= Problem details =
Lay out every line of the entries below as a numbered list, with blank lines dropped and the pictures left out.

= Supplied material =
--- START ---
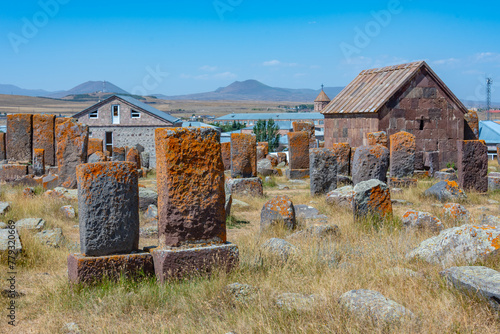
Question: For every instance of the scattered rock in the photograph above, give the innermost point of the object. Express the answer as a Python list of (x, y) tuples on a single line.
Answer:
[(4, 207), (421, 220), (53, 238), (31, 224), (296, 301), (474, 281), (68, 211), (373, 304), (457, 212), (278, 248), (278, 210), (446, 191), (242, 292), (343, 197), (464, 243)]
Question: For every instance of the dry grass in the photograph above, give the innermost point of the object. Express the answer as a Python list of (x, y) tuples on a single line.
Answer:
[(360, 258)]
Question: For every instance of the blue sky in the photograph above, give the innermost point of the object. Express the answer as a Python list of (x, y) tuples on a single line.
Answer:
[(179, 47)]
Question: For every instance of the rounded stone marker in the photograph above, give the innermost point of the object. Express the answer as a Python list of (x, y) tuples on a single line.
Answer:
[(108, 202)]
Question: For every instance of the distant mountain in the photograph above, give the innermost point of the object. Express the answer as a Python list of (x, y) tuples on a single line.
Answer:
[(14, 90), (256, 91), (90, 87)]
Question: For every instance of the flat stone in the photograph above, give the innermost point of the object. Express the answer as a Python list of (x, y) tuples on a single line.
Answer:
[(372, 304), (476, 281), (466, 243), (89, 269), (30, 224), (6, 235), (53, 238), (178, 262)]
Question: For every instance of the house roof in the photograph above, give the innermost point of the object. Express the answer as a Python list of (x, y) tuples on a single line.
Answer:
[(273, 116), (322, 97), (489, 131), (372, 89), (135, 103)]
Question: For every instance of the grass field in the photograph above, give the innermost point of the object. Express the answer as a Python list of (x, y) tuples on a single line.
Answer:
[(364, 258)]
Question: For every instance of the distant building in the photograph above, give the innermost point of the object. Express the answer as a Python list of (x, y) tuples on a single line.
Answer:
[(121, 120), (321, 101), (408, 97)]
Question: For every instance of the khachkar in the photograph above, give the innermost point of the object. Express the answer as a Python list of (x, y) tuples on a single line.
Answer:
[(191, 198), (108, 202)]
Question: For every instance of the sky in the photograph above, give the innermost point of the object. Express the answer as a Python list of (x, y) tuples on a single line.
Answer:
[(182, 47)]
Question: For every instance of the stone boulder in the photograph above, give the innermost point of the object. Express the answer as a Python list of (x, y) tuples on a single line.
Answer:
[(464, 243), (372, 304), (372, 198), (278, 210), (421, 220), (446, 191), (370, 162), (476, 281)]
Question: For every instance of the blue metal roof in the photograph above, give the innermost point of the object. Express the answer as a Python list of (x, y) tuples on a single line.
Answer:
[(274, 116), (149, 108), (489, 131)]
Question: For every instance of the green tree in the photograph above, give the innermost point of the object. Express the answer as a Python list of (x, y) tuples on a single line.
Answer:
[(267, 131)]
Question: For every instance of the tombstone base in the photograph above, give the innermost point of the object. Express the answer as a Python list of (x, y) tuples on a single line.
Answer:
[(297, 174), (405, 182), (93, 269), (184, 262)]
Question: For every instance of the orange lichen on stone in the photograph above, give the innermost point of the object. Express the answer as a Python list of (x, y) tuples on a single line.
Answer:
[(298, 148), (134, 156), (19, 137), (72, 141), (95, 145), (376, 138), (226, 155), (44, 136), (243, 155), (190, 175)]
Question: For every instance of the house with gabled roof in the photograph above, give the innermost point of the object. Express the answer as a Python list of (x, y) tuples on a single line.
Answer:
[(122, 120), (408, 97)]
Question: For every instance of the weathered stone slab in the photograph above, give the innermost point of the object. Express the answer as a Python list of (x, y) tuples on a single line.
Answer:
[(342, 152), (323, 171), (278, 210), (466, 243), (19, 137), (38, 161), (108, 208), (372, 198), (403, 148), (298, 150), (446, 191), (88, 269), (10, 173), (176, 263), (44, 136), (476, 281), (190, 177), (421, 220), (72, 140), (370, 162), (95, 145), (3, 156), (472, 165), (243, 155), (226, 155), (372, 304), (376, 138), (246, 187), (134, 156)]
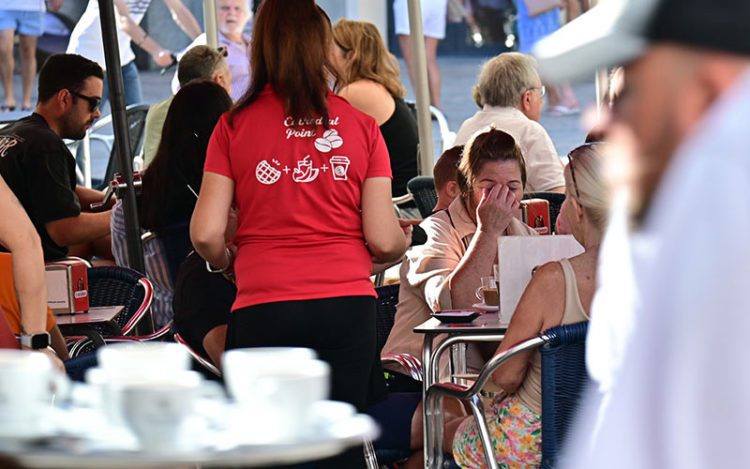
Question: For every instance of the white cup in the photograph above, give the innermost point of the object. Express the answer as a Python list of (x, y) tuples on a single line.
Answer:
[(110, 388), (156, 411), (276, 390), (28, 384), (144, 358)]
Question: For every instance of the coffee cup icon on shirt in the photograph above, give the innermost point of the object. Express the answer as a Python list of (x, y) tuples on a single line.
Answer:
[(339, 166)]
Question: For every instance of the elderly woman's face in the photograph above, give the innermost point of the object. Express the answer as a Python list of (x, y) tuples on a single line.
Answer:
[(232, 15), (493, 173)]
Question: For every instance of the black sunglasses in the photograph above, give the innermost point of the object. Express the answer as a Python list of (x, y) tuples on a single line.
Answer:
[(93, 101)]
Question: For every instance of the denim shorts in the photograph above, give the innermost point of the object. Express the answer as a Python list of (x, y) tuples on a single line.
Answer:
[(30, 23)]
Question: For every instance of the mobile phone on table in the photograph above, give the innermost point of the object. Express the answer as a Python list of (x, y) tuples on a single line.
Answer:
[(455, 315)]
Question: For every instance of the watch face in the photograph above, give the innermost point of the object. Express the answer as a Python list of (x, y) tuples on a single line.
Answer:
[(39, 341)]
--- END ---
= Written solution =
1. Question: For every instance of the scattered rock in the photograph above, give the innermost point of the object. Express the answer as a Python list of (x, y) tuples on a single line.
2. Answer:
3. [(4, 207), (421, 220), (53, 238), (31, 224), (296, 301), (474, 281), (68, 211), (373, 304), (457, 212), (278, 248), (278, 210), (446, 191), (242, 292), (343, 197), (464, 243)]
4. Question: For every instance of the dry grass in the photograph above, give the innermost point of the object. Express the answer as a Python list of (x, y) tuples on a single line.
5. Answer:
6. [(360, 258)]
7. Question: For every instance of the blue sky in the photograph above, give the innermost point of the object. Express the answer as a Python list of (x, y) tuples on a single line.
8. Answer:
9. [(179, 47)]
10. Question: For every instance of the rounded stone marker in the photograph above, give the innermost point of the object. Express the answer as a Python list of (x, y) tuples on a single line.
11. Answer:
12. [(108, 202)]
13. Question: For every instance of the distant mountain in the photograph above, give the innermost point of the object. Express the answer as a Python list of (x, y) tuples on a single line.
14. Answer:
15. [(14, 90), (256, 91), (90, 87)]
16. Question: For every instance of the flat stone in the photograph above, give the innermost point of the object. Express the answer as a Python list of (x, y) tuples on a single line.
17. Answer:
18. [(372, 304), (476, 281), (466, 243), (89, 269), (30, 224), (6, 235), (53, 238), (178, 262)]
19. Question: For every instance of the house roof in the photograph above, give the innermost point of the object. Express the answer as a Python list of (x, y) tuples on a single line.
20. Answer:
21. [(273, 116), (322, 97), (489, 131), (372, 89), (135, 103)]
22. Question: For every instance of the grass field in the photograph above, give the innermost point of the object. Express the answer as a Python list of (x, y) tuples on a single line.
23. Answer:
24. [(364, 258)]
25. Question: For every instance of the distant building in the photograph above, give the innermost point of the object. Express the answer as a Python list of (x, y) tuples on a single line.
26. Answer:
27. [(121, 120), (321, 101), (408, 97)]
28. Question: For every instance of the khachkar in the photograph above, give the innermost point of the object. Express the answer as a Python list of (x, y) tuples on a single line.
29. Answer:
30. [(191, 198), (108, 202)]
31. Question: For every instance of the sky in the photograph above, give the innermost point of the object. Express the answer as a Python list of (x, y) tuples on a single line.
32. Answer:
33. [(182, 47)]
34. Question: For every instance of the stone boulder in the photograph above, give the innermost point of the object. Express the answer as a Python list of (x, y) tuples on a single line.
35. Answer:
36. [(464, 243), (372, 304), (372, 198), (278, 210), (421, 220), (446, 191), (370, 162), (476, 281)]
37. Question: For every instance of the blue metal roof in the photograph above, give the innermost point of the object. Express the answer as a Python list of (x, y) tuples on a single line.
38. Answer:
39. [(274, 116), (149, 108), (489, 131)]
40. Question: For every instance of the green tree in the photograph above, give the innermost point of the object. Express the answer as a Python list of (x, y) tuples on a single line.
41. Answer:
42. [(267, 131)]
43. Question: For every instance of the tombstone base in the photograph above, give the innermost point of the object. Express the answer as a Python list of (x, y) tuples on a single line.
44. Answer:
45. [(297, 174), (405, 182), (93, 269), (184, 262)]
46. Question: For every instance of the orange lichen on stone in the photograph above, give the innermost point of the object. Express the answer as a Python list of (x, y) tuples on a single line.
47. Answer:
48. [(298, 148), (134, 156), (19, 137), (72, 141), (95, 145), (376, 138), (226, 155), (44, 136), (243, 155), (190, 175)]
49. Question: For every instance of the house with gabled roof in the photograph above, give the innermost point of the object. Express the answer as a Python list of (x, y) tuples on a single line.
50. Answer:
51. [(122, 120), (408, 97)]
52. Question: For every instance of the weathered stone slab in the photograph above, give the innermost point of the object. Express the answer as a Python list of (x, y) tuples on a single line.
53. Answer:
54. [(342, 152), (323, 171), (278, 210), (466, 243), (19, 137), (38, 161), (108, 208), (372, 198), (403, 148), (298, 150), (446, 191), (88, 269), (10, 173), (176, 263), (44, 136), (476, 281), (190, 177), (421, 220), (72, 140), (370, 162), (95, 145), (3, 156), (472, 165), (243, 155), (226, 155), (372, 304), (376, 138), (246, 187), (134, 156)]
55. Question: For every instance of the white cup in the photograph above, give the innermost point of the object. Express the answer as a Python list of (x, y) tuples on a single line.
56. Answer:
57. [(110, 388), (156, 411), (276, 390), (28, 384), (144, 358)]
58. Question: For every instance of the coffee cup icon on shirt in the photograph above, give the innermost point of the object. Express the answer as a Python list of (x, y) tuples on a single line.
59. Answer:
60. [(339, 166)]
61. Question: For every instance of the elderly woman's face in the photograph above, give the innermost point of the object. Express the answer as a Python list of (x, y) tuples on a single line.
62. Answer:
63. [(232, 15), (493, 173)]
64. Question: For every instance of the black sunglasses in the photograph above, give the innermost point of the object. Express the answer as a Python list of (x, y) tuples on a single line.
65. Answer:
66. [(93, 101)]
67. Question: For every instance of the denim shorts in the photograph above, give the innermost point of the object. Express the answer as a Python list of (x, y) tuples on a single line.
68. Answer:
69. [(30, 23)]
70. Question: For every instance of the mobile phone on table in the photograph above, give the innermost point of the object. Express the answer as a Python list of (x, y) tuples on a single line.
71. Answer:
72. [(455, 315)]
73. Question: For every instance of the watch face in the photograph above, give the innermost point of the object. Express the answer as a Python list of (x, y) tuples on a single line.
74. Answer:
75. [(39, 341)]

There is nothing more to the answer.